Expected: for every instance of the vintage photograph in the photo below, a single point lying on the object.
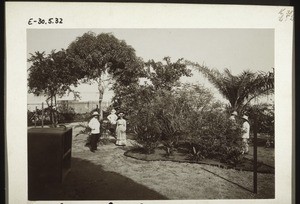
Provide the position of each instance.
(150, 113)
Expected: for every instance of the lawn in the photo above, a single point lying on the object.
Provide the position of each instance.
(108, 174)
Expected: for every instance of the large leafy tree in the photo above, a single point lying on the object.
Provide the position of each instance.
(162, 75)
(96, 55)
(51, 75)
(240, 89)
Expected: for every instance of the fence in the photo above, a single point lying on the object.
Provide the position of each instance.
(66, 111)
(78, 106)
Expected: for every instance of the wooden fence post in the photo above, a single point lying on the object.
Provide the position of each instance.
(42, 114)
(255, 156)
(35, 116)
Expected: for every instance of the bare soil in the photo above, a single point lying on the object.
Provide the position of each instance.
(108, 174)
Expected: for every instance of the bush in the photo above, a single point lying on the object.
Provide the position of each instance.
(214, 136)
(65, 113)
(147, 128)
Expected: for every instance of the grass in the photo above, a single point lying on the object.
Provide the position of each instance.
(109, 175)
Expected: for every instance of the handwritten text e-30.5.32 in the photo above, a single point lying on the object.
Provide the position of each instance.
(33, 21)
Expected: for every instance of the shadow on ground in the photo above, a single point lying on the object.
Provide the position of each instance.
(88, 181)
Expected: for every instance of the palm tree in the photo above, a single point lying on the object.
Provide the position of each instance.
(239, 90)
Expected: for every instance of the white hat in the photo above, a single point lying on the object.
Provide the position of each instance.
(95, 113)
(234, 113)
(245, 117)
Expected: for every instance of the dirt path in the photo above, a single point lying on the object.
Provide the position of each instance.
(174, 180)
(109, 175)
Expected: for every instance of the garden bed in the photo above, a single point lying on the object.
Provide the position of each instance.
(181, 156)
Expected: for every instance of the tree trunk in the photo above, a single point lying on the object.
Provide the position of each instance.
(101, 92)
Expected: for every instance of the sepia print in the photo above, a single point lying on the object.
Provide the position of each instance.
(119, 113)
(191, 101)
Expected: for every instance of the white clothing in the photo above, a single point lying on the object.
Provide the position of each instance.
(121, 132)
(94, 125)
(246, 129)
(112, 118)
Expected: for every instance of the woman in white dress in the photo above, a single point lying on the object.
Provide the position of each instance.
(121, 130)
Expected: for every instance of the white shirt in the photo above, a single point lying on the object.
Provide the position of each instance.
(246, 128)
(95, 126)
(112, 118)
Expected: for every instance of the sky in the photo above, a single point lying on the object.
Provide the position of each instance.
(235, 49)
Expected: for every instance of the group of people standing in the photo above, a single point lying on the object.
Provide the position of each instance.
(117, 127)
(246, 131)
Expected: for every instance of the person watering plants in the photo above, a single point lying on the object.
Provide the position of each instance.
(94, 124)
(121, 130)
(246, 135)
(112, 117)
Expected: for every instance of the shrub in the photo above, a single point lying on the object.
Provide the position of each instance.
(147, 128)
(65, 113)
(214, 136)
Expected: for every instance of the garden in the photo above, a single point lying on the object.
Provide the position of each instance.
(172, 126)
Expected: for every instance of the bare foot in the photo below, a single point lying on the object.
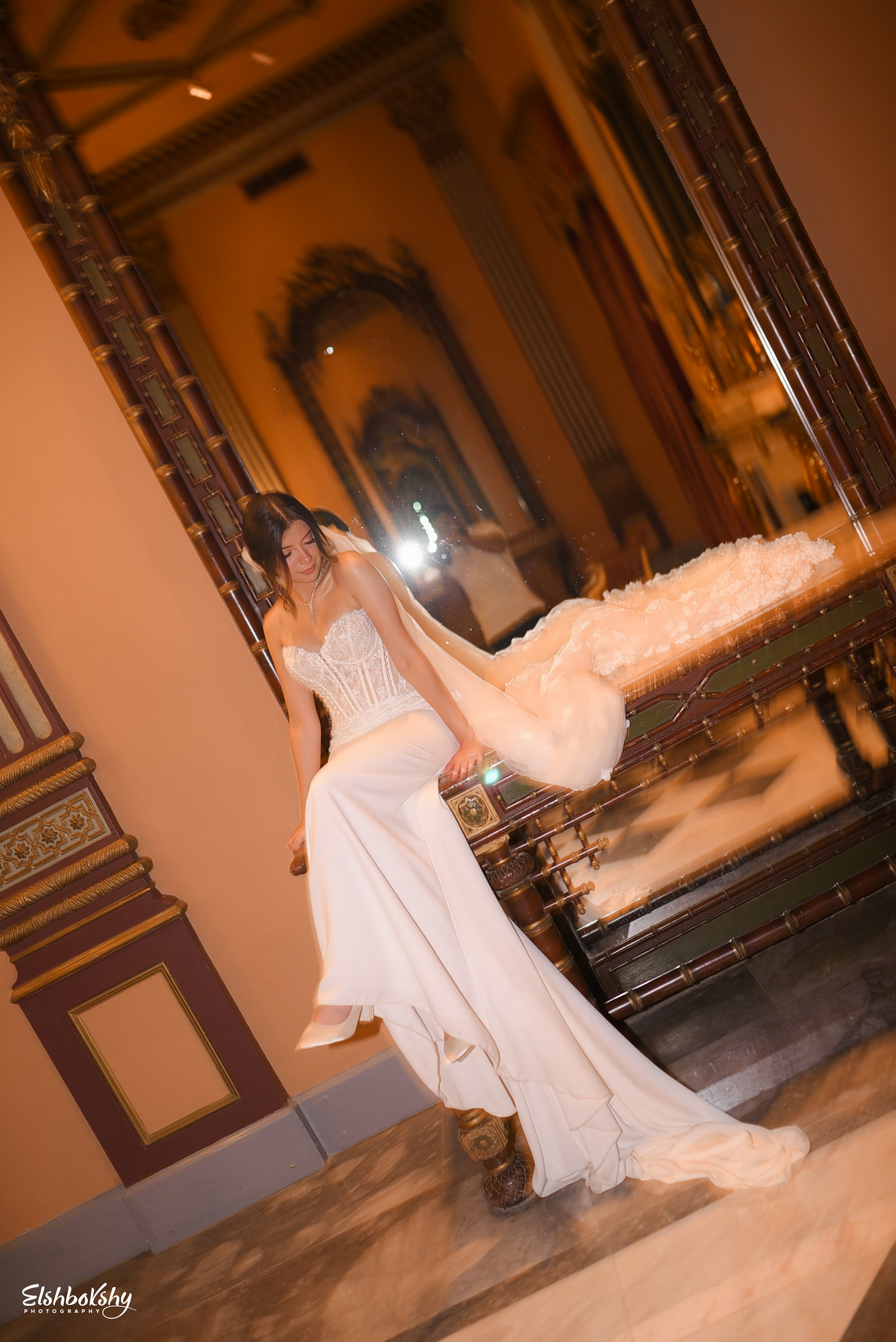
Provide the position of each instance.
(330, 1015)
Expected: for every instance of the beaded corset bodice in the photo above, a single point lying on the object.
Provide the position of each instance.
(355, 676)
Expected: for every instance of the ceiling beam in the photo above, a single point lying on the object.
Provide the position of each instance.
(187, 70)
(126, 71)
(63, 30)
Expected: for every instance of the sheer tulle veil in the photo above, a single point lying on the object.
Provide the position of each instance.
(552, 704)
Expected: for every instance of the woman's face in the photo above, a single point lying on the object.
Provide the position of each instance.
(301, 553)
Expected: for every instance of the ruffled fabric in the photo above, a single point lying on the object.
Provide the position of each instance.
(550, 704)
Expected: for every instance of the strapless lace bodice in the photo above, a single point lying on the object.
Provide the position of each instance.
(355, 676)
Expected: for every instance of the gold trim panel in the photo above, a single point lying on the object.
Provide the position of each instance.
(112, 1081)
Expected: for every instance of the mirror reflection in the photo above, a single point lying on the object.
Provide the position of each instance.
(442, 282)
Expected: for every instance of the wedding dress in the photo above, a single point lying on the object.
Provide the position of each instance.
(408, 924)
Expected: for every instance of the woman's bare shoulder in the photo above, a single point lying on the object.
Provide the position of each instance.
(272, 622)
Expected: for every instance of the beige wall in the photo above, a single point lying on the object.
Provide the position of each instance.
(121, 622)
(817, 80)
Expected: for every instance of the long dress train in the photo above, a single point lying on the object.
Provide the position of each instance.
(408, 925)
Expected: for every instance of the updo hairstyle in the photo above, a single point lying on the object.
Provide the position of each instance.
(265, 521)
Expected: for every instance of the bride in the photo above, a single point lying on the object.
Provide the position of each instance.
(408, 926)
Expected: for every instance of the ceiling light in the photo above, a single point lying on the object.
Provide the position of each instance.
(410, 557)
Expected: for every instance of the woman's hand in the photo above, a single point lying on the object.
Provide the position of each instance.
(466, 760)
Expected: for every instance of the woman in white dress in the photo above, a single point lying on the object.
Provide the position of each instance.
(408, 926)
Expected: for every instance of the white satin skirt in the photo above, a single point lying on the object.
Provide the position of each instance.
(408, 925)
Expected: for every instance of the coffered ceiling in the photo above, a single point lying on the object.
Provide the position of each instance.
(124, 73)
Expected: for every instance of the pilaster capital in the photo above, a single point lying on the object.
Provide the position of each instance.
(421, 108)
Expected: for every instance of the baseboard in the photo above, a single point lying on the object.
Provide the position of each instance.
(223, 1179)
(71, 1249)
(215, 1183)
(364, 1101)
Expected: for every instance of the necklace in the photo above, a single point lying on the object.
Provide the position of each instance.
(310, 601)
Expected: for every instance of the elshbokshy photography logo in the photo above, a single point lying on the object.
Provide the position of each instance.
(101, 1300)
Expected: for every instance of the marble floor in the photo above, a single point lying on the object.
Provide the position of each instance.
(393, 1243)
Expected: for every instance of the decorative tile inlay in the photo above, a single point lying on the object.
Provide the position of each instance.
(474, 811)
(59, 830)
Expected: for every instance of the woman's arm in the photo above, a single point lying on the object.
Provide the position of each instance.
(305, 730)
(368, 586)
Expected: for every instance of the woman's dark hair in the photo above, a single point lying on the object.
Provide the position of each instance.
(265, 521)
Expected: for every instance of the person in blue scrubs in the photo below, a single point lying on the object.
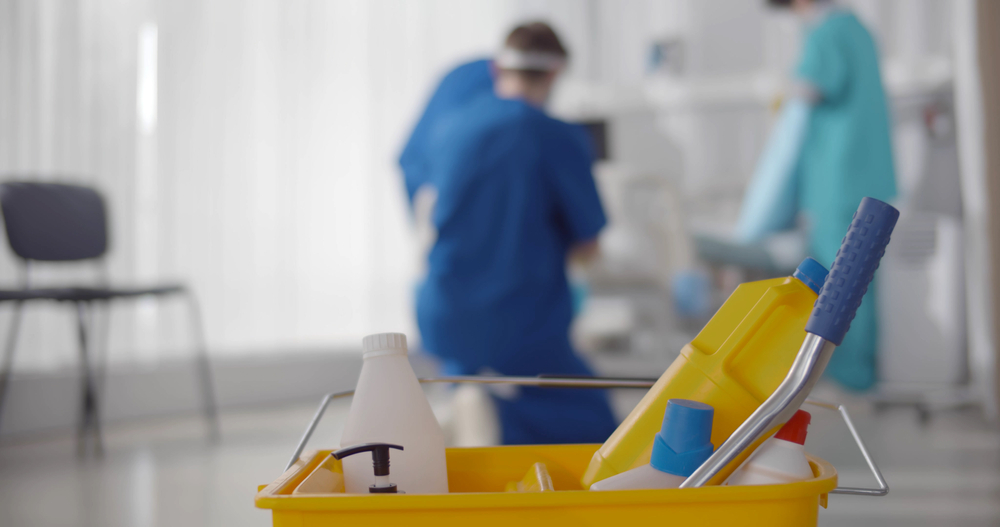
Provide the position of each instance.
(515, 200)
(830, 148)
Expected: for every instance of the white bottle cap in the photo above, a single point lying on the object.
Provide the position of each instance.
(383, 344)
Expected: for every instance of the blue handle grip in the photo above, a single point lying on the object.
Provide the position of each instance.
(853, 269)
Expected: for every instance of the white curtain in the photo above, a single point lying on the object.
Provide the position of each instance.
(246, 147)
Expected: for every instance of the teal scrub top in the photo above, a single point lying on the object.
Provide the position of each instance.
(847, 153)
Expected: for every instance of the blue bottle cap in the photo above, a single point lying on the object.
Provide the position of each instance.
(812, 273)
(685, 441)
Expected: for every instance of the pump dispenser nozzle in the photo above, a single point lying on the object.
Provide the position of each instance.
(380, 462)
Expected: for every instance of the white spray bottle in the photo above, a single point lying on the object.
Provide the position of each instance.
(781, 459)
(390, 407)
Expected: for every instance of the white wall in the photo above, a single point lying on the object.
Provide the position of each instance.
(269, 181)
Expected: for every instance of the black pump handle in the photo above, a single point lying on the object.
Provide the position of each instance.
(380, 455)
(364, 447)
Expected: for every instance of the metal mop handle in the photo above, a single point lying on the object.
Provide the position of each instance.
(853, 269)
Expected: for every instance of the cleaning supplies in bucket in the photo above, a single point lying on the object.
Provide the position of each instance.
(681, 445)
(390, 407)
(781, 459)
(733, 364)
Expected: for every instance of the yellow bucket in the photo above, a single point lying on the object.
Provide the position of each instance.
(478, 478)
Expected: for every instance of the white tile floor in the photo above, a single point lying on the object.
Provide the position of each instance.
(164, 473)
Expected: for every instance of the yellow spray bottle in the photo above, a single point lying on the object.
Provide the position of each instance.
(734, 364)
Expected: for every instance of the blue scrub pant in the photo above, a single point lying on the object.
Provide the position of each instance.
(536, 416)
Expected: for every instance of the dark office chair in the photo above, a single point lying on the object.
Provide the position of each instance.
(49, 222)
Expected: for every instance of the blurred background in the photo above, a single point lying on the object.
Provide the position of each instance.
(248, 149)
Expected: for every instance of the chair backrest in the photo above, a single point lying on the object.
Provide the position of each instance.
(54, 222)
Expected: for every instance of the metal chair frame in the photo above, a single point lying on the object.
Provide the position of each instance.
(85, 301)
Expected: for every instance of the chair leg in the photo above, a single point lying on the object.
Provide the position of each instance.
(101, 328)
(204, 367)
(89, 416)
(8, 354)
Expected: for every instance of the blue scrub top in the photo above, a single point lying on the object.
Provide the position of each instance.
(515, 192)
(458, 87)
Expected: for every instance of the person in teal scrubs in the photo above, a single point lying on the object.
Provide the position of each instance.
(830, 148)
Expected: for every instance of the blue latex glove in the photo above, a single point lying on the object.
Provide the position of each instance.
(770, 204)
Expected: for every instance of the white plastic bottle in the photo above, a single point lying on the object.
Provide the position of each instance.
(390, 407)
(781, 459)
(681, 446)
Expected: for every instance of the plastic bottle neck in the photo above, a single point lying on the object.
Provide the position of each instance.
(382, 353)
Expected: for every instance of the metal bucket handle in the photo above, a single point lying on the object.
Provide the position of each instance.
(597, 382)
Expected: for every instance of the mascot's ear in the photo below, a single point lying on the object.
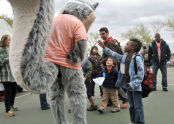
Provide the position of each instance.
(95, 5)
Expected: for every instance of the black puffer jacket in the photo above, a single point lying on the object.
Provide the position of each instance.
(110, 77)
(153, 52)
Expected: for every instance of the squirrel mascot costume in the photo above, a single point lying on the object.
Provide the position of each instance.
(46, 53)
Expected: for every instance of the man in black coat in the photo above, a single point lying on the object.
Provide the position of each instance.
(159, 53)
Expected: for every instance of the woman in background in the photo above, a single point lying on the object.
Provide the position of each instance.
(6, 77)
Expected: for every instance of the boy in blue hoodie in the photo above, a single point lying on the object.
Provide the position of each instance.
(109, 90)
(132, 79)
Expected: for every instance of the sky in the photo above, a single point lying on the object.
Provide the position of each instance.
(121, 15)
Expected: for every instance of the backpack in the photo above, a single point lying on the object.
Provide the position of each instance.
(147, 83)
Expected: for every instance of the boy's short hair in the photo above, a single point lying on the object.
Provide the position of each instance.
(105, 29)
(137, 44)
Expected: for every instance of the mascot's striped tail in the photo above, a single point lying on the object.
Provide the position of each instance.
(32, 25)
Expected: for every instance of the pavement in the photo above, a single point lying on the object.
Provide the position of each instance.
(158, 108)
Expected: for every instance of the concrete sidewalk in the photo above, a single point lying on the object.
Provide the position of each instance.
(158, 109)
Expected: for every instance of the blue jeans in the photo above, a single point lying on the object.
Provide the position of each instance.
(43, 101)
(136, 107)
(163, 69)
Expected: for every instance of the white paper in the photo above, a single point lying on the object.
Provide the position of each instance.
(99, 80)
(1, 87)
(122, 68)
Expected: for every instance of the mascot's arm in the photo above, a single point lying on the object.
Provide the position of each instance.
(78, 54)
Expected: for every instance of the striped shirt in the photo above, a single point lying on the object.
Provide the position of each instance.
(5, 71)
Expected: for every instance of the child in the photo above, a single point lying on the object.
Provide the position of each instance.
(95, 60)
(87, 70)
(133, 80)
(109, 90)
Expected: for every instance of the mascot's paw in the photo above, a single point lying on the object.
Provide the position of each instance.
(72, 57)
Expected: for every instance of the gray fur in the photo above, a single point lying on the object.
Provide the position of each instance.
(79, 8)
(78, 54)
(36, 71)
(71, 81)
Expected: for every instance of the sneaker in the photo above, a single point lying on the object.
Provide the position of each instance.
(165, 89)
(45, 108)
(124, 105)
(10, 114)
(100, 111)
(153, 89)
(15, 108)
(92, 108)
(109, 104)
(114, 110)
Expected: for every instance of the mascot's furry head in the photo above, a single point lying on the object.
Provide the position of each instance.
(32, 25)
(79, 8)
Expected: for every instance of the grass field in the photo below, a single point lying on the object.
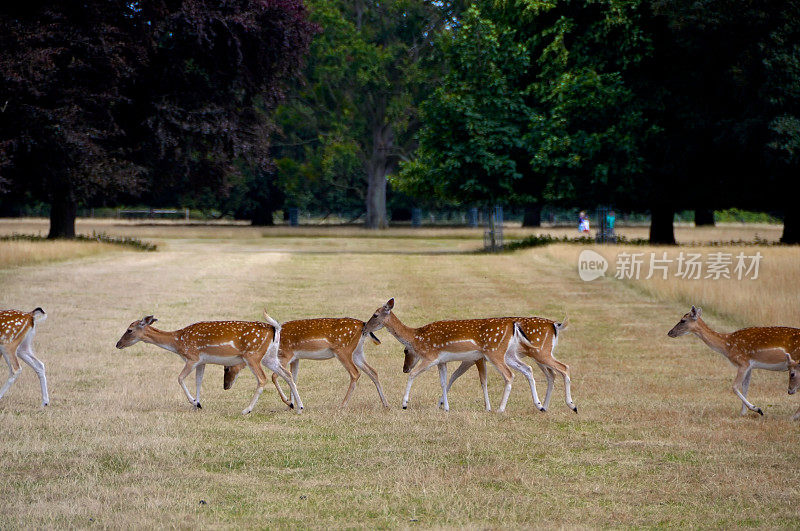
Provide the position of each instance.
(658, 440)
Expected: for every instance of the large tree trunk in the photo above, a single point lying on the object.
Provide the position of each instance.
(63, 212)
(703, 217)
(661, 230)
(378, 167)
(791, 227)
(532, 216)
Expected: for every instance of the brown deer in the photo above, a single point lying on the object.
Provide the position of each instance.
(326, 338)
(538, 340)
(17, 330)
(219, 342)
(764, 347)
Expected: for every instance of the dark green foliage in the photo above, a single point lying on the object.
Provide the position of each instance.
(353, 117)
(102, 237)
(104, 98)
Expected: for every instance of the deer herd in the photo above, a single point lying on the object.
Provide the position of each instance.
(504, 342)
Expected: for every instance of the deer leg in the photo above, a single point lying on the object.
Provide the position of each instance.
(280, 391)
(26, 354)
(354, 376)
(556, 366)
(38, 366)
(481, 365)
(745, 387)
(361, 363)
(14, 369)
(198, 382)
(275, 366)
(508, 377)
(464, 367)
(737, 382)
(423, 366)
(548, 373)
(443, 381)
(231, 373)
(514, 362)
(188, 368)
(260, 385)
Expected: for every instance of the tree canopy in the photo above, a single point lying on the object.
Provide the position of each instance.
(111, 97)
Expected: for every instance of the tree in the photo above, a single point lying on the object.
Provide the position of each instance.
(475, 145)
(108, 96)
(201, 109)
(353, 118)
(62, 66)
(533, 106)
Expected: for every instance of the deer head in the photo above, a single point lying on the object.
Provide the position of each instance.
(687, 324)
(135, 332)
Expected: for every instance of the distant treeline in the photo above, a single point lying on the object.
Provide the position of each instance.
(369, 110)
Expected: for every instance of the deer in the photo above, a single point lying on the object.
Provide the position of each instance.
(537, 339)
(322, 339)
(225, 343)
(763, 347)
(17, 330)
(440, 342)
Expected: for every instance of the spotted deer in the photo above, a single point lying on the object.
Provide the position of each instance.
(537, 339)
(470, 340)
(17, 330)
(764, 347)
(225, 343)
(326, 338)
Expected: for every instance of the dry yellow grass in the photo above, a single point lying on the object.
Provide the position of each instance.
(161, 229)
(771, 299)
(658, 440)
(17, 253)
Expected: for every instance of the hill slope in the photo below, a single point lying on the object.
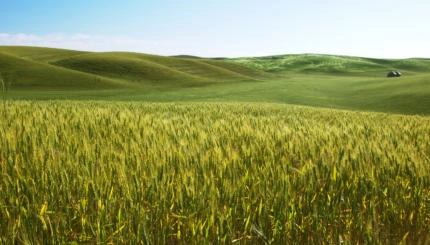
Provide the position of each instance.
(316, 80)
(331, 64)
(31, 67)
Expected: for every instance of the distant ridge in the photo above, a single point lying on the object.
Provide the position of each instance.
(332, 81)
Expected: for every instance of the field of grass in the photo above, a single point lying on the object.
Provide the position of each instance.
(329, 81)
(127, 148)
(116, 172)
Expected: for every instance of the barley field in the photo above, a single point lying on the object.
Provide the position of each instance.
(211, 173)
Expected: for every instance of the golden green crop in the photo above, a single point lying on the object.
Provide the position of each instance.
(206, 173)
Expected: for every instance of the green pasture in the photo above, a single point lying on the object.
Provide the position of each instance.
(330, 81)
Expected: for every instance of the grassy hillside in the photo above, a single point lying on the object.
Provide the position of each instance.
(317, 80)
(332, 64)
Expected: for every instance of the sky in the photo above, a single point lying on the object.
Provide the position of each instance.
(222, 28)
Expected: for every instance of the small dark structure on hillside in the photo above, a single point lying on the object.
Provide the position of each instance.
(394, 74)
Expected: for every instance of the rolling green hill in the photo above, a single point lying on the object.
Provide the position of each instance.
(345, 82)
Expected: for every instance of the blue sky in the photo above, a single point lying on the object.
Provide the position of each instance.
(229, 28)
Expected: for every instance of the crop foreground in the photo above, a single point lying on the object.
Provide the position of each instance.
(203, 173)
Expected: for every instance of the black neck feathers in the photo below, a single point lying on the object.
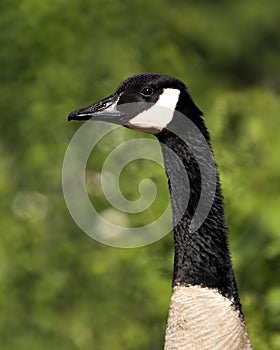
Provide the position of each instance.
(201, 257)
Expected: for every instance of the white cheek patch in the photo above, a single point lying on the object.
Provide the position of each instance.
(154, 119)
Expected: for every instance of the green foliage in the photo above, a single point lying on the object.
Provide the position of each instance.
(60, 289)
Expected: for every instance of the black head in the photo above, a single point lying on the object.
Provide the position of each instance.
(144, 102)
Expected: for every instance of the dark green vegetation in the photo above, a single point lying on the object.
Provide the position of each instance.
(62, 290)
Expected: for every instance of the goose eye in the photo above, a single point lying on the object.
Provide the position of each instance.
(147, 91)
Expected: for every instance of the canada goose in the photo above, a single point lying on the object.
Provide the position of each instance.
(205, 310)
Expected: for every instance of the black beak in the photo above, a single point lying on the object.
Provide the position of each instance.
(104, 110)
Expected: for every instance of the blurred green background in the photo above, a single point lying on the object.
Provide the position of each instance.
(61, 289)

**Stated task:** Everything from the line with "Expected: for every instance of the goose" to the end of the listing above needs to be duplicated exactly, both end lines included, with nothing more.

**Answer to this problem:**
Expected: for every instance of the goose eye in the photo above, a single point lying on the object.
Provide the position of each instance.
(147, 91)
Expected: for every instance of the canada goose in the photo above, a single point lying on the object.
Provide the position of each instance.
(205, 310)
Expected: for every instance of the black beak in the photo above, a single point lying on the object.
Provide the position of each instance.
(104, 110)
Expected: for every instance of the blurred green background in the photo above, a single point lying on the object.
Provide the position of each instance.
(61, 289)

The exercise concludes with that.